## GIVEN DATA
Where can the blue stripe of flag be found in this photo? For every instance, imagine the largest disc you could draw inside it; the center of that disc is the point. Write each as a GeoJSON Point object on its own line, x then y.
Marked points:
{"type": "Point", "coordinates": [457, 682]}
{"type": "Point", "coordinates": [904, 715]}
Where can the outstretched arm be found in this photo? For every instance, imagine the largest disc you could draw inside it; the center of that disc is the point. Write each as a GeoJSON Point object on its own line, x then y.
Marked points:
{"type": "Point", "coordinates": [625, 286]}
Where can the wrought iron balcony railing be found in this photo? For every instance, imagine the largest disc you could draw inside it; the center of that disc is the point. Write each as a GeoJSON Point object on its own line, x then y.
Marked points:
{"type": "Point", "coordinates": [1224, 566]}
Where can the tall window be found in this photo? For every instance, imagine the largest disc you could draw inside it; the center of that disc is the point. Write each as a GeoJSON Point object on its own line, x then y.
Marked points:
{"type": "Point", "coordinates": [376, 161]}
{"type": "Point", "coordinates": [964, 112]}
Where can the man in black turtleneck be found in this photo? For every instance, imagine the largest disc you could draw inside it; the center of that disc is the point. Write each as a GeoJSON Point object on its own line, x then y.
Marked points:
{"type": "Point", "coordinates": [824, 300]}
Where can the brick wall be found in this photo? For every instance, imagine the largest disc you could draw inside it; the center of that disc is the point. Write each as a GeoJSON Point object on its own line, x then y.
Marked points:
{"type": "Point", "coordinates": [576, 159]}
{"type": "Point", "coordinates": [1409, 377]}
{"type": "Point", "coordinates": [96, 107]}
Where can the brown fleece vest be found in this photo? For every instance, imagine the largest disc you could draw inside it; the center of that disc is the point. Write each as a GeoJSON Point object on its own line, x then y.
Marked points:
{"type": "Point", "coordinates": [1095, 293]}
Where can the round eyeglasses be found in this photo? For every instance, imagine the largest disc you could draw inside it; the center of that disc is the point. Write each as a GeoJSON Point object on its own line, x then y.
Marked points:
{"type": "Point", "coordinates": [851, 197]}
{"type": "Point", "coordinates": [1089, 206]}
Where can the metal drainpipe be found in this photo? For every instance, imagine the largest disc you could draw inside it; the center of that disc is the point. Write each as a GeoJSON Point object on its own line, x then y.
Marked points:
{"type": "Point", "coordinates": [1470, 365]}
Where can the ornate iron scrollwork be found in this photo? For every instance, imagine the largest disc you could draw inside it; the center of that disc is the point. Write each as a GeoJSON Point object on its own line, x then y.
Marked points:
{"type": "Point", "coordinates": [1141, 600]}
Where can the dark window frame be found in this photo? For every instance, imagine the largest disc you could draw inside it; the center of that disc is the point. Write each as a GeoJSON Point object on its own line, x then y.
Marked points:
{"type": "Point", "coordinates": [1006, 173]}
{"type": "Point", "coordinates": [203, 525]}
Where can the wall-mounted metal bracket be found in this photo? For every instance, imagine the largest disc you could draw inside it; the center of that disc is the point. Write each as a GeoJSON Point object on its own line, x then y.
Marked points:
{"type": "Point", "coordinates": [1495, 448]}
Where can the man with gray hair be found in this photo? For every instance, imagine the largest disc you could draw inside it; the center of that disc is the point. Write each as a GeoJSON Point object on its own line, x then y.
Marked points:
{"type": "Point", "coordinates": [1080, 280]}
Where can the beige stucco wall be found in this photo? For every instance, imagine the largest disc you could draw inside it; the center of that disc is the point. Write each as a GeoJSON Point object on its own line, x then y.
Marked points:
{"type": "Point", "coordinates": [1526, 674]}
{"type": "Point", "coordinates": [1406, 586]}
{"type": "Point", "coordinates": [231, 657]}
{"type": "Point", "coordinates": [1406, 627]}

## EXERCISE DETAILS
Rewrite all of the records above, changing every "Marked points" to "Selected points" and leaving everything else as it is.

## OUTPUT OF THE EXERCISE
Where can the blue stripe of flag be found in this photo? For every instance, imagine the largest disc you could draw inside it; the center of that disc is the point. Write each as a GeoJSON Point object on its own line, x then y.
Selected points:
{"type": "Point", "coordinates": [457, 682]}
{"type": "Point", "coordinates": [904, 715]}
Where can the outstretched arm be found in this photo? For every instance, imagine the largest disc you could draw inside it; the center of that disc is the point. Write each as a GeoJSON Point object on its own line, x then y.
Selected points:
{"type": "Point", "coordinates": [625, 286]}
Where can the wrought iron balcony railing be found in this photo? For every instance, imagine the largest disc you could draw inside it; the center of that disc is the point. Write each as a GeoJSON Point object on its own line, x then y.
Selected points:
{"type": "Point", "coordinates": [1224, 566]}
Where can the tall window be found in this photo? For every instance, imagine the largest disc you could draw inside it; the center of that disc is the point. Write each as a GeoJSON Point object on its own line, x then y.
Selected points:
{"type": "Point", "coordinates": [376, 161]}
{"type": "Point", "coordinates": [964, 112]}
Where can the man in black turtleneck be found in this photo? For every instance, imagine the largest disc you could draw inside it; the center of that disc is the point. Write each as a GeoJSON Point object on its own line, x then y.
Selected points:
{"type": "Point", "coordinates": [824, 300]}
Where can the brick wall be found in this photo? For every instance, imagine the largest disc you could draw inside it; the center of that disc is the point. Write each as a GeoJSON Point object on its own line, x then y.
Selected points:
{"type": "Point", "coordinates": [576, 159]}
{"type": "Point", "coordinates": [1409, 377]}
{"type": "Point", "coordinates": [96, 107]}
Where can the brown fleece vest be found in this photo? For every instance, imagine the largest disc you could draw inside it; the center of that disc is the point. Write each as a GeoJSON Point object on its own line, x then y.
Selected points:
{"type": "Point", "coordinates": [1095, 293]}
Where can the round eyeglasses be found in this photo? For every instance, imagine the largest disc you could draw inside it; the center of that disc is the point. Write each as a GeoJSON Point object on its own line, x then y.
Selected points:
{"type": "Point", "coordinates": [851, 197]}
{"type": "Point", "coordinates": [1089, 206]}
Where can the metal drainpipe be found in this photo? For every instance, imagine the largest disc you could draw inside it; the center of that disc is the point. Write each as a GeoJSON Point object on its own line, x then y.
Selected points:
{"type": "Point", "coordinates": [1470, 365]}
Where can the ornate iron scrollwork be found in this photo? For every instance, imagine the largest disc you could draw inside it; the center of that disc is the point. Write each as a GeoJSON Point object on its own line, x then y.
Selected points:
{"type": "Point", "coordinates": [1141, 600]}
Where can the dark window frame be found in this photo? For every instance, imagine the largest disc you could draw inside it; the center of that disc is the point. Write each as a GeoJSON Point object on its own line, x then y.
Selected points:
{"type": "Point", "coordinates": [1006, 173]}
{"type": "Point", "coordinates": [203, 525]}
Where can the wall-mounted metal bracket be found in this photo? For every instance, imagine the largest disc you could draw inside it; the center of that disc is the point. Write each as a GeoJSON Point object on its own line, x then y.
Selected points:
{"type": "Point", "coordinates": [1495, 448]}
Where can the man with gray hair be found in this photo? For every instance, imagine the largest disc you could draw inside it; the center of that disc is the point. Write each as a GeoJSON Point object on its own line, x then y.
Selected points:
{"type": "Point", "coordinates": [1080, 280]}
Where can the beige stucco wall be found in this photo? For every instance, imagine the largest disc you could draw inside it; the center of that disc is the point. Write each as a GeoJSON Point object on its own line, x then y.
Selected points:
{"type": "Point", "coordinates": [1526, 674]}
{"type": "Point", "coordinates": [1406, 586]}
{"type": "Point", "coordinates": [231, 657]}
{"type": "Point", "coordinates": [1406, 627]}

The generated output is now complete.